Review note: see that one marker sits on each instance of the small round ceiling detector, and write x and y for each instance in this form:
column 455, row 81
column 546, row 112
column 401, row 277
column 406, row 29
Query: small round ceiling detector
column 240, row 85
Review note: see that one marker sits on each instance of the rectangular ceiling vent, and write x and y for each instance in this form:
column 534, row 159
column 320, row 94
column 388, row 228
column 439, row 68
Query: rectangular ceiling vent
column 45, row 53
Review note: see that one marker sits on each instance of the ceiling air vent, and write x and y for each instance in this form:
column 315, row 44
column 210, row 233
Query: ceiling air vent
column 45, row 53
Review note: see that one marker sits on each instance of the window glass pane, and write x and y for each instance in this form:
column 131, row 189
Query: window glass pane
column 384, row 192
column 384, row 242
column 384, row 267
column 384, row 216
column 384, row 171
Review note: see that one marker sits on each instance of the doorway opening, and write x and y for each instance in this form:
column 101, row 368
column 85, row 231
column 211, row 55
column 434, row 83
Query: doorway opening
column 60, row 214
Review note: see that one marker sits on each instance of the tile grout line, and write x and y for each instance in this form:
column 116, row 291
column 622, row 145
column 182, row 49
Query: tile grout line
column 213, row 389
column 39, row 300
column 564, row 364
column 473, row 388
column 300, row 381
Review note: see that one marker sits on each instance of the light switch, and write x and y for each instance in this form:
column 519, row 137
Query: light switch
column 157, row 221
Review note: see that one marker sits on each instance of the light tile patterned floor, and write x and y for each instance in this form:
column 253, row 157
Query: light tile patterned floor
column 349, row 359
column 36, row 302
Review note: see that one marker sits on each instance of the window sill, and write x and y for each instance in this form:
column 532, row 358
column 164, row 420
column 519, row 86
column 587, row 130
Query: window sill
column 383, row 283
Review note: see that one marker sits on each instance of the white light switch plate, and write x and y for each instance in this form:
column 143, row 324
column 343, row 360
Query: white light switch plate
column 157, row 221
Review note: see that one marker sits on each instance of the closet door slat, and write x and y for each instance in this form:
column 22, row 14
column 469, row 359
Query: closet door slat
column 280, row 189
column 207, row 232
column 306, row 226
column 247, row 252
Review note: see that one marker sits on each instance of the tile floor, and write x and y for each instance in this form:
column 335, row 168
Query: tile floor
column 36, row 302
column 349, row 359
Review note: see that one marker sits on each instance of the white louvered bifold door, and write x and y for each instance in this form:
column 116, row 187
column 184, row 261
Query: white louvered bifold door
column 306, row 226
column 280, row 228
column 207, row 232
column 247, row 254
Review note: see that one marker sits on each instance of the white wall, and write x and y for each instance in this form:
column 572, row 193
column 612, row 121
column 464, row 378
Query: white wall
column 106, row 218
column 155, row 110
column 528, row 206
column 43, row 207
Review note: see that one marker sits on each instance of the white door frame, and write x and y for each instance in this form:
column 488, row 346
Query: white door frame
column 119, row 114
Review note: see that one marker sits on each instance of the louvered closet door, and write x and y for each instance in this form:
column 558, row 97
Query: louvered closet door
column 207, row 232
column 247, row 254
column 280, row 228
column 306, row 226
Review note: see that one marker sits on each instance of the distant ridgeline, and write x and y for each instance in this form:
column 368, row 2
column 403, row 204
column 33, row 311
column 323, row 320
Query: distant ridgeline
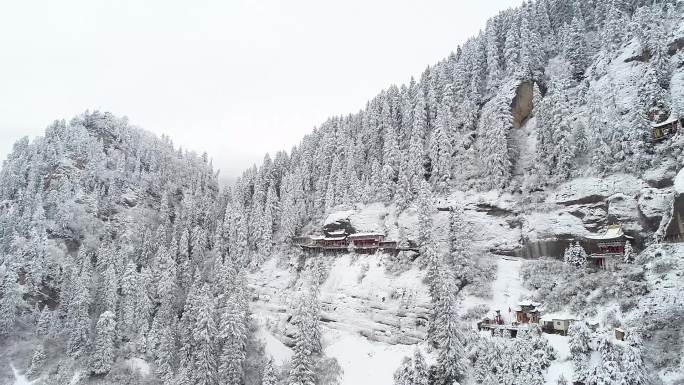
column 546, row 92
column 111, row 237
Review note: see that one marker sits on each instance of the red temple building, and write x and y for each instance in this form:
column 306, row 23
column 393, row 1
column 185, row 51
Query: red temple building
column 610, row 247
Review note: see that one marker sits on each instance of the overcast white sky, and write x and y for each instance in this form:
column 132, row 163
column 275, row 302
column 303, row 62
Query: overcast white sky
column 234, row 78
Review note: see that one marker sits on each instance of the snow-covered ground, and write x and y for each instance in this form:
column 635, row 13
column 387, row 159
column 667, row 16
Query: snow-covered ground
column 364, row 361
column 507, row 289
column 20, row 379
column 562, row 364
column 274, row 347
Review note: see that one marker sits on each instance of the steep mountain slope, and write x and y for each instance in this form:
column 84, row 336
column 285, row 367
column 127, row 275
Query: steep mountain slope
column 130, row 266
column 112, row 262
column 539, row 127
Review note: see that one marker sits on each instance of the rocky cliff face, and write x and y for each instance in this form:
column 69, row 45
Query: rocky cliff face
column 361, row 296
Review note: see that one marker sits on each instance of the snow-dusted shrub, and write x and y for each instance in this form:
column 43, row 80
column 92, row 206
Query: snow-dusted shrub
column 476, row 312
column 560, row 285
column 363, row 270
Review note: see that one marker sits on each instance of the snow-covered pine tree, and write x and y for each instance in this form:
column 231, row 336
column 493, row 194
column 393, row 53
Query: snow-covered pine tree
column 579, row 336
column 102, row 356
column 37, row 361
column 405, row 375
column 450, row 366
column 203, row 336
column 11, row 301
column 460, row 256
column 440, row 151
column 420, row 369
column 425, row 210
column 78, row 318
column 633, row 367
column 269, row 375
column 307, row 349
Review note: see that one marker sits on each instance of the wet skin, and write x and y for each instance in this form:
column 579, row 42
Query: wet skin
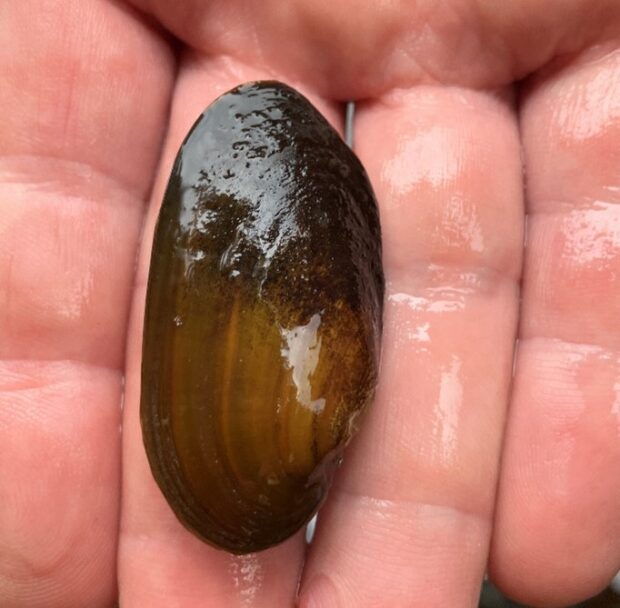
column 460, row 468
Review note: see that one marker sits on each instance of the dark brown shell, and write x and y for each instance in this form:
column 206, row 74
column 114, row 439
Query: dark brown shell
column 263, row 317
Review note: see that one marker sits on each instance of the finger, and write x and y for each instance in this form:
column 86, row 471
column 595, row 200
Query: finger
column 352, row 50
column 159, row 558
column 557, row 536
column 76, row 154
column 408, row 523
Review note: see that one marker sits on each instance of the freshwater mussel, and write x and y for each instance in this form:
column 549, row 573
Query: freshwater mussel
column 263, row 317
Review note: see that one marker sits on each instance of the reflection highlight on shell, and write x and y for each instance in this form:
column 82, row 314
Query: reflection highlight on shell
column 263, row 318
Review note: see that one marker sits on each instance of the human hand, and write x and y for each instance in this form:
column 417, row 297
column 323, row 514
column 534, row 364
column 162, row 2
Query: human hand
column 96, row 99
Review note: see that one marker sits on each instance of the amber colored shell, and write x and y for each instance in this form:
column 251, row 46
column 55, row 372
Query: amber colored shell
column 263, row 318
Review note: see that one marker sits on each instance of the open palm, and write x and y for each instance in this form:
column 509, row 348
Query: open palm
column 460, row 466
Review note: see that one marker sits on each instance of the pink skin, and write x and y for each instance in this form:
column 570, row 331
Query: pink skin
column 95, row 100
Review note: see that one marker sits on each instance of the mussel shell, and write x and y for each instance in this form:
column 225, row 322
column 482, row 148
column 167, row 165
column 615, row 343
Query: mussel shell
column 263, row 317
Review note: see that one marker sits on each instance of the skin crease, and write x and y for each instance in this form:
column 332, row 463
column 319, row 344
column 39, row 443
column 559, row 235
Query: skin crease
column 96, row 98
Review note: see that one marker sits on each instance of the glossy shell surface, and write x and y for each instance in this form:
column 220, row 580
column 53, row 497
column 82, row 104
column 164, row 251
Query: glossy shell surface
column 263, row 318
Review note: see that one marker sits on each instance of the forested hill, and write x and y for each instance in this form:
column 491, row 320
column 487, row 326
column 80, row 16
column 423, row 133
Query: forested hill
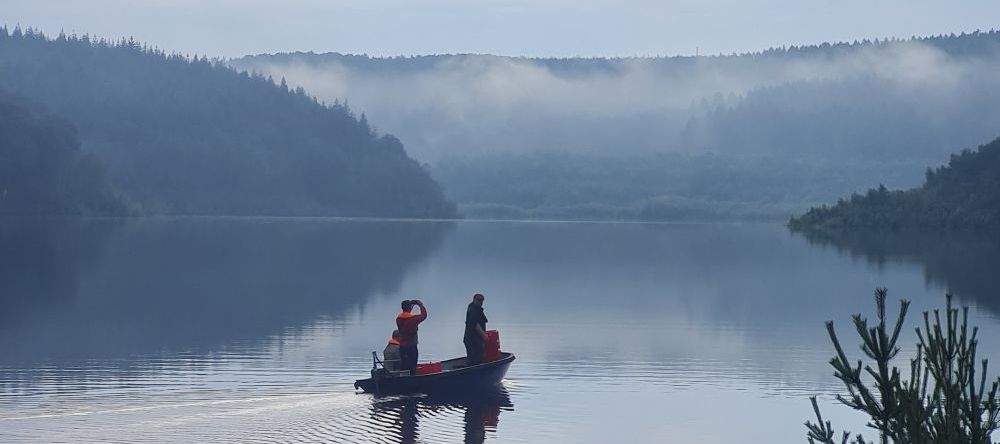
column 965, row 194
column 43, row 171
column 185, row 135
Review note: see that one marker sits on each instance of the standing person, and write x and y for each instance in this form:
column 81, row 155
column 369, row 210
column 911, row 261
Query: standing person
column 390, row 356
column 407, row 323
column 475, row 330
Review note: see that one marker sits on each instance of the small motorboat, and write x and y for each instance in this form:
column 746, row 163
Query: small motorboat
column 454, row 375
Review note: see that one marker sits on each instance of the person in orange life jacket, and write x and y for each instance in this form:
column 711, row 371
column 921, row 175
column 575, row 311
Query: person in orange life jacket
column 390, row 356
column 475, row 330
column 407, row 323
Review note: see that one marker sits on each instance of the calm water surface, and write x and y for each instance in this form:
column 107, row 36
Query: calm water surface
column 253, row 330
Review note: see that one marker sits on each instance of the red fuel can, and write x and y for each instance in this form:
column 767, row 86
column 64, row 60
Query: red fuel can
column 492, row 350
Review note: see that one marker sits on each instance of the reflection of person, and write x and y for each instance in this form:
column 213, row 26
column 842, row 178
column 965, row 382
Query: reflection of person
column 477, row 417
column 475, row 330
column 390, row 356
column 407, row 323
column 399, row 418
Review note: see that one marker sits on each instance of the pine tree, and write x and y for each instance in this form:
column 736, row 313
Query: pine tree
column 942, row 402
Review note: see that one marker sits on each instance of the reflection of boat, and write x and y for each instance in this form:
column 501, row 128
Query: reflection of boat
column 399, row 418
column 454, row 376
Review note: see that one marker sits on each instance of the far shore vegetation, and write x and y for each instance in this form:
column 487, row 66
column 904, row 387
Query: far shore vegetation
column 963, row 195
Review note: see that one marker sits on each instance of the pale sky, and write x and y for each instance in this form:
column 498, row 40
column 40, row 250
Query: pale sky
column 231, row 28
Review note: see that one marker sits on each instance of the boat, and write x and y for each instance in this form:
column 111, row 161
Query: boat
column 454, row 376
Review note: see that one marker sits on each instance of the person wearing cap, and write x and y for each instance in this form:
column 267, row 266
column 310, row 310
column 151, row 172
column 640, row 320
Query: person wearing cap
column 407, row 323
column 475, row 330
column 390, row 356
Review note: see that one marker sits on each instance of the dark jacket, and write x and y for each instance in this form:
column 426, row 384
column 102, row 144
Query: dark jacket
column 474, row 316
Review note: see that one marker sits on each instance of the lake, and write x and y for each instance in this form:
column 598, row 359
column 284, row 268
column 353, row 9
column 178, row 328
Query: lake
column 254, row 329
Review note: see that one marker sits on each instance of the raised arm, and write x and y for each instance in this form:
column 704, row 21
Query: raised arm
column 423, row 310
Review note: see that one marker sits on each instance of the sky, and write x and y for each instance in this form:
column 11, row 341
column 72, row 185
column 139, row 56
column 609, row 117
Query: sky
column 533, row 28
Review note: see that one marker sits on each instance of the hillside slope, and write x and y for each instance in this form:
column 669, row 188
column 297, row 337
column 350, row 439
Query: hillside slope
column 965, row 194
column 186, row 135
column 43, row 171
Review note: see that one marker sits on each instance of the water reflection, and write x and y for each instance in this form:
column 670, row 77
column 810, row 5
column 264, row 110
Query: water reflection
column 41, row 261
column 104, row 290
column 965, row 263
column 402, row 417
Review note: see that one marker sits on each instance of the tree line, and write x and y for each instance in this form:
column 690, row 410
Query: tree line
column 184, row 134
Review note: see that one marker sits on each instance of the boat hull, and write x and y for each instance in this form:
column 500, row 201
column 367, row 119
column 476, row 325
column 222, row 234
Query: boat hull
column 483, row 376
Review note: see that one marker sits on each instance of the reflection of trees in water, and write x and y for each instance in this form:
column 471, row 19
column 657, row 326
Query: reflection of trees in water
column 400, row 416
column 965, row 263
column 41, row 260
column 196, row 284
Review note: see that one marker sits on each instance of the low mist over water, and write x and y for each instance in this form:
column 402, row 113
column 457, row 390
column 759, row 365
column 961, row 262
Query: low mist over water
column 236, row 330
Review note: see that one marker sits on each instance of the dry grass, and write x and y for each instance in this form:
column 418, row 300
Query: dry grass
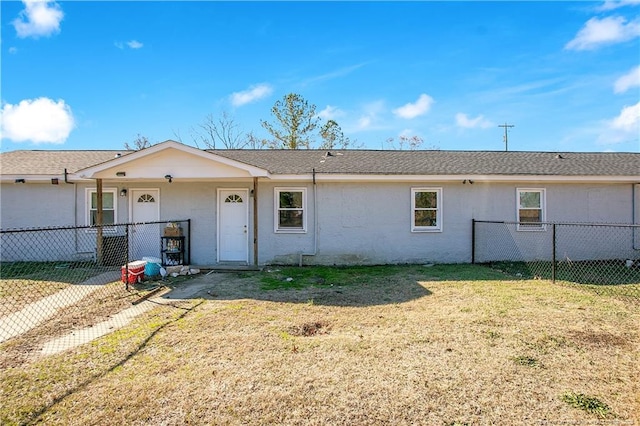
....
• **Directions for this task**
Could you return, word for word, the lines of the material from the line containing "of the pink" to the line containing "column 95, row 100", both of those lines included?

• **Solved exercise**
Review note: see that one marker sits on each instance of the pink skin, and write x and y for each instance in this form:
column 570, row 331
Query: pink skin
column 95, row 100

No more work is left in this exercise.